- Set exercise
Reproduce, line for line, the items from their very start through the line containing "75,76,142,95", with that line included.

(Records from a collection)
--- start ---
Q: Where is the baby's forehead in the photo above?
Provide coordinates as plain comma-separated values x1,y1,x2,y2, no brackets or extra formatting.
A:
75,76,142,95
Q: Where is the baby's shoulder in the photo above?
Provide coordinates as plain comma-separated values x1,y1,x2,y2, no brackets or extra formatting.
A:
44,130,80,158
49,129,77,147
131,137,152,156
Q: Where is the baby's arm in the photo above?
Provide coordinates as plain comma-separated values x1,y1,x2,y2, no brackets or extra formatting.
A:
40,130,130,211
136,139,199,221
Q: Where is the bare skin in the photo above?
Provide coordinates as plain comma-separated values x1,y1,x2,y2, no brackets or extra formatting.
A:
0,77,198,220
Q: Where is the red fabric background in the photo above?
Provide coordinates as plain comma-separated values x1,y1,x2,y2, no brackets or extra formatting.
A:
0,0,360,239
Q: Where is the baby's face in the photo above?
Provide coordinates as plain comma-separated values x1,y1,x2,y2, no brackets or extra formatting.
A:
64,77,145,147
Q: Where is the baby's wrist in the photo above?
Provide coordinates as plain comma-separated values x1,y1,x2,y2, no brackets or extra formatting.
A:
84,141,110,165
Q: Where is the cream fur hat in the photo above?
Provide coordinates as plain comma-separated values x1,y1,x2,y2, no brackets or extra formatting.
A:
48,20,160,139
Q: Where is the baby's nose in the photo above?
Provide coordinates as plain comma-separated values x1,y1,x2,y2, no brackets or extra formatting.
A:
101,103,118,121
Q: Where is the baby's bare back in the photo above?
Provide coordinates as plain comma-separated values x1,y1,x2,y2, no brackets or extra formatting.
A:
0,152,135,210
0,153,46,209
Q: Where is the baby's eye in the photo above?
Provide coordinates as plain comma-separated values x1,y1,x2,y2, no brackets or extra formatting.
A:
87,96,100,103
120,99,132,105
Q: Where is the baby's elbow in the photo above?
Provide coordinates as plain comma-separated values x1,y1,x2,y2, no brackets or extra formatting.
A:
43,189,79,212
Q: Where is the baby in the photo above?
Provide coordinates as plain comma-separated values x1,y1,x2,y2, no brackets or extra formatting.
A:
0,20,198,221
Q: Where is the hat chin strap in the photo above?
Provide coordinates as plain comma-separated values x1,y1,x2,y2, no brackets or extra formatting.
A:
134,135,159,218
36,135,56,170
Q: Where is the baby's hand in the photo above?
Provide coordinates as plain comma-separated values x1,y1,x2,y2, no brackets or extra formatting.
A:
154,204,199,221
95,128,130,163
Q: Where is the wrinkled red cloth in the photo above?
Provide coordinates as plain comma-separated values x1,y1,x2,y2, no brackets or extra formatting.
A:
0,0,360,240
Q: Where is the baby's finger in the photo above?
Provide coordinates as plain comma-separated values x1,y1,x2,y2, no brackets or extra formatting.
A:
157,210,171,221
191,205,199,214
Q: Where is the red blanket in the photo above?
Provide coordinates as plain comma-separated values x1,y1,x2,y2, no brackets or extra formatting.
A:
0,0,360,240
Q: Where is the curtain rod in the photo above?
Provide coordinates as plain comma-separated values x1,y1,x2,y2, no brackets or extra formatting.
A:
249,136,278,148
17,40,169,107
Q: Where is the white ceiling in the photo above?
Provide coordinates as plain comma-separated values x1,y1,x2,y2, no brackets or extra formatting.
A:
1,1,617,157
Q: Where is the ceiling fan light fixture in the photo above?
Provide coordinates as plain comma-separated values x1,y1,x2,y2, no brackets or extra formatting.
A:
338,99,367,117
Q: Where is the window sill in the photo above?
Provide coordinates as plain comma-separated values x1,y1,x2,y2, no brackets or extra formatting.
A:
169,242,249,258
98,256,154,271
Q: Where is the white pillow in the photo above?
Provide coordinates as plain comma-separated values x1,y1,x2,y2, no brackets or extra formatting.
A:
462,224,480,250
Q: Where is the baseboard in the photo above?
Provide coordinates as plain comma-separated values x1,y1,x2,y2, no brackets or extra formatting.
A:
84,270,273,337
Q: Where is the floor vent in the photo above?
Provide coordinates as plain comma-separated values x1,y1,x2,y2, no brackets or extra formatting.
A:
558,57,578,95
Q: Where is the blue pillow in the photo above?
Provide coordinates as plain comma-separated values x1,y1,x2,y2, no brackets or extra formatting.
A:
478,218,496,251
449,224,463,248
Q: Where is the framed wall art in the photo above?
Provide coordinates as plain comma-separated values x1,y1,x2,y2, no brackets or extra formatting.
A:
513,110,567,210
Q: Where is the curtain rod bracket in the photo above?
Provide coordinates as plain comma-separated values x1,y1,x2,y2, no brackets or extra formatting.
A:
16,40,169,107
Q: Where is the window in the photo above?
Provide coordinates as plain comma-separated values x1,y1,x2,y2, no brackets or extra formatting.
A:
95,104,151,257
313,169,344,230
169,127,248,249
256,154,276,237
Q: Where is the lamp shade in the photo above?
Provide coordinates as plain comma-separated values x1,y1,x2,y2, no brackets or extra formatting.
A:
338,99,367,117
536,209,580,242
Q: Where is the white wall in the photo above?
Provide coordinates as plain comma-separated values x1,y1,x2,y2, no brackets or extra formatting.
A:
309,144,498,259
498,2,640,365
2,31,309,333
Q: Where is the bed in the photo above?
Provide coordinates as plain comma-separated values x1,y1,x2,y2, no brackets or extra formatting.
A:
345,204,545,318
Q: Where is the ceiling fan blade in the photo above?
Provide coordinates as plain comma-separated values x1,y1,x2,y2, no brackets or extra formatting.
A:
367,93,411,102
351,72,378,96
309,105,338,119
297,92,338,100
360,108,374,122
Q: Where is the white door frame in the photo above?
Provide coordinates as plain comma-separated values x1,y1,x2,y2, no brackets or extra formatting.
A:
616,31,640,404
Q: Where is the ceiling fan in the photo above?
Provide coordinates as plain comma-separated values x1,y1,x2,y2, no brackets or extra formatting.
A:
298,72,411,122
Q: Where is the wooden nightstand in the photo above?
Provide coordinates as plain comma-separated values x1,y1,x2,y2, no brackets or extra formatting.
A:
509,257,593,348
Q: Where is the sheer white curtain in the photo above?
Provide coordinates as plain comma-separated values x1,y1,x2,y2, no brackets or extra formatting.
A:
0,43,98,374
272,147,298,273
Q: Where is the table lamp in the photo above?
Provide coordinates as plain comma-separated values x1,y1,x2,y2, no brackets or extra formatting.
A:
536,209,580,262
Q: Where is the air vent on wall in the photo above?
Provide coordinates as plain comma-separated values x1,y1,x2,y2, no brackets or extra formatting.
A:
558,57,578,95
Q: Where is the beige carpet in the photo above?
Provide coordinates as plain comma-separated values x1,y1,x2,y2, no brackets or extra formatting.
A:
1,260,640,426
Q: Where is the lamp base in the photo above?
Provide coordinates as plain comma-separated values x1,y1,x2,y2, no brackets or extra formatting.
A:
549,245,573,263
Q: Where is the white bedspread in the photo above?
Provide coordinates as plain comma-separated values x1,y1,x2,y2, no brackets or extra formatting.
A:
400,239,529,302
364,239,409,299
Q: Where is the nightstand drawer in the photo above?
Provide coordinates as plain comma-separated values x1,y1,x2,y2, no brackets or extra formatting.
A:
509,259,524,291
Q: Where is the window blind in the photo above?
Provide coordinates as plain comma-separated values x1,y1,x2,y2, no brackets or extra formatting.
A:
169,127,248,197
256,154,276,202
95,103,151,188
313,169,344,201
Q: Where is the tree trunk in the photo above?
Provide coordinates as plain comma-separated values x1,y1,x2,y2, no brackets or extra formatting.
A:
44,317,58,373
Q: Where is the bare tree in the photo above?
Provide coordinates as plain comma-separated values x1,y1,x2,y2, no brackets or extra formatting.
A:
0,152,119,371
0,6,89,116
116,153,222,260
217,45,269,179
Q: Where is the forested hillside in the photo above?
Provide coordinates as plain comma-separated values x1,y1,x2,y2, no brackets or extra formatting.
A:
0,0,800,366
--- end ---
- Exercise answer
Q: Where is the baby's forehead in the photo above?
Provide coordinates as plain comma-separated values x1,y1,x2,y2, no brackets or extra formatting.
A:
75,76,142,95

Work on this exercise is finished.